┌────────

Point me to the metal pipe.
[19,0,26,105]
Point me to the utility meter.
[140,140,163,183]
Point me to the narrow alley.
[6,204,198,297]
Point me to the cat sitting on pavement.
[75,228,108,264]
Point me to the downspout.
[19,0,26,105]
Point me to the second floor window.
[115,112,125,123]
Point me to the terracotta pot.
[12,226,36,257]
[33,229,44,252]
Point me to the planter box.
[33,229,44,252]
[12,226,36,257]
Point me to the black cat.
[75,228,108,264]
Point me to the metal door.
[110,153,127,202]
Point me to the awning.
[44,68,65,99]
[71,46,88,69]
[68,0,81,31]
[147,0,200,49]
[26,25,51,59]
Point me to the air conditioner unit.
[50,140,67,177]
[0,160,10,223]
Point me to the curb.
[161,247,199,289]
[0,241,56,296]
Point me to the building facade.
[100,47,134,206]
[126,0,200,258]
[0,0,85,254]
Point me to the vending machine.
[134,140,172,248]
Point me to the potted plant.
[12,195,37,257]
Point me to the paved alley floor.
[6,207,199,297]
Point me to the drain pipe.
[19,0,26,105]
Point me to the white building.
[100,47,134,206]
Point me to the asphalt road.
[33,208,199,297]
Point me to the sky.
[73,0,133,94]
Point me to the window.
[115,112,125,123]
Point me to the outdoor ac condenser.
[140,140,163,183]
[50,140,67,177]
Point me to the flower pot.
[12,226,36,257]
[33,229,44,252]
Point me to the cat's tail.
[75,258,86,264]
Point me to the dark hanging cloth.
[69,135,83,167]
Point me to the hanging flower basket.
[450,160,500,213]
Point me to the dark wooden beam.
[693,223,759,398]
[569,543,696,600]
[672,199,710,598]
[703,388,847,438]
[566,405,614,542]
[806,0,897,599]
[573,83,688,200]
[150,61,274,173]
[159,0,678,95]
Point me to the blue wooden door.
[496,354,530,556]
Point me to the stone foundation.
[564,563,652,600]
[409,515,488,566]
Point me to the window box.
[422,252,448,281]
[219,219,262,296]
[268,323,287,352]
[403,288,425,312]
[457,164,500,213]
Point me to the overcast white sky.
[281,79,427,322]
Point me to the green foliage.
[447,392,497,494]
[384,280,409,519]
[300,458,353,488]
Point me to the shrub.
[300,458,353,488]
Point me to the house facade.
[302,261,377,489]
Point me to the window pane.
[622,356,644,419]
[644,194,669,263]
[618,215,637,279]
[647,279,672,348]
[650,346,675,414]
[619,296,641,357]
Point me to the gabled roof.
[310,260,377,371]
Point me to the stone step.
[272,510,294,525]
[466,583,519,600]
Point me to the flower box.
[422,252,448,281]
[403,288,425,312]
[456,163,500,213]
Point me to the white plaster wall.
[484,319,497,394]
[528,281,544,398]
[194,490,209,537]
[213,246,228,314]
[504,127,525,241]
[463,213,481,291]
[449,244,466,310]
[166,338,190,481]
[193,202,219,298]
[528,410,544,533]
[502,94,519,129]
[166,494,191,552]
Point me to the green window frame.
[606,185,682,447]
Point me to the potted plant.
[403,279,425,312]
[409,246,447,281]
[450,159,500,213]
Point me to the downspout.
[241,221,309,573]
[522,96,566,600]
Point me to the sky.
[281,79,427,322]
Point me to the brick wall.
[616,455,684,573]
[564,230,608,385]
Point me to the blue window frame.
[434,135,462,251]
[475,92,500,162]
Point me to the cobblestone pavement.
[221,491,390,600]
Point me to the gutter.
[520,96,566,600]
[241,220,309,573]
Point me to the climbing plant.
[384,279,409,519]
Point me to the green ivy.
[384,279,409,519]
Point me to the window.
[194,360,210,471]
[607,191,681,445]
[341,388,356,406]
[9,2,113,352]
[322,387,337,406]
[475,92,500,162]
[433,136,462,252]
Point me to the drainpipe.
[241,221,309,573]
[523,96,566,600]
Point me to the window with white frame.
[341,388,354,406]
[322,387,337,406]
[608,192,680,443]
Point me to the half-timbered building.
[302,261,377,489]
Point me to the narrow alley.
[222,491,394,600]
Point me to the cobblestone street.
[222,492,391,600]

└────────

_TASK OBJECTIVE_: Reproduce everything from the first of the rows above down to the line containing "[496,354,530,556]", including both ends and every request line. In each answer, shift every bounding-box coordinate by -12.

_SOLUTION TO THE EXERCISE_:
Point me to the metal pipe.
[7,-12,14,93]
Point me to the utility meter.
[128,128,151,171]
Point me to the narrow alley.
[-6,192,186,285]
Point me to the cat sitting on pavement.
[63,216,96,252]
Point me to the downspout.
[7,-12,14,93]
Point me to the second floor window.
[103,100,113,111]
Point me to the terracotta pot.
[0,214,24,245]
[21,217,32,240]
Point me to the planter box.
[21,217,32,240]
[0,214,24,245]
Point me to the black cat.
[63,216,96,252]
Point me to the metal door.
[98,141,115,190]
Point me to the awning.
[32,56,53,87]
[59,34,76,57]
[56,-12,69,19]
[135,-12,188,37]
[14,13,39,47]
Point me to the air conditioner unit.
[38,128,55,165]
[-12,148,-2,211]
Point me to the curb.
[149,235,187,277]
[-12,229,44,284]
Point me to the building facade.
[88,35,122,194]
[114,-12,188,246]
[-12,-12,73,242]
Point me to the vending machine.
[122,128,160,236]
Point me to the potted plant.
[0,183,25,245]
Point me to the paved alley floor.
[-6,195,187,285]
Point me to the drain pipe.
[7,-12,14,93]
Point me to the white building.
[88,35,122,194]
Point me to the asphalt road.
[21,196,187,285]
Point me to the sky.
[61,-12,121,82]
Point me to the window.
[103,100,113,111]
Point me to the outdoor ac condenser.
[128,128,151,171]
[38,128,55,165]
Point me to the flower pot.
[0,214,24,245]
[21,217,32,240]
Point me to the cat's tail.
[63,246,74,252]
Point me to the dark hanging cloth.
[57,123,71,155]
Point me to the hanging flower basket.
[438,148,488,201]
Point me to the dark wooden beam.
[681,211,747,386]
[557,531,684,588]
[660,187,698,586]
[691,376,835,426]
[554,393,602,530]
[794,-12,885,587]
[561,71,676,188]
[138,49,262,161]
[147,-12,666,83]
Point me to the blue wooden door.
[484,342,518,544]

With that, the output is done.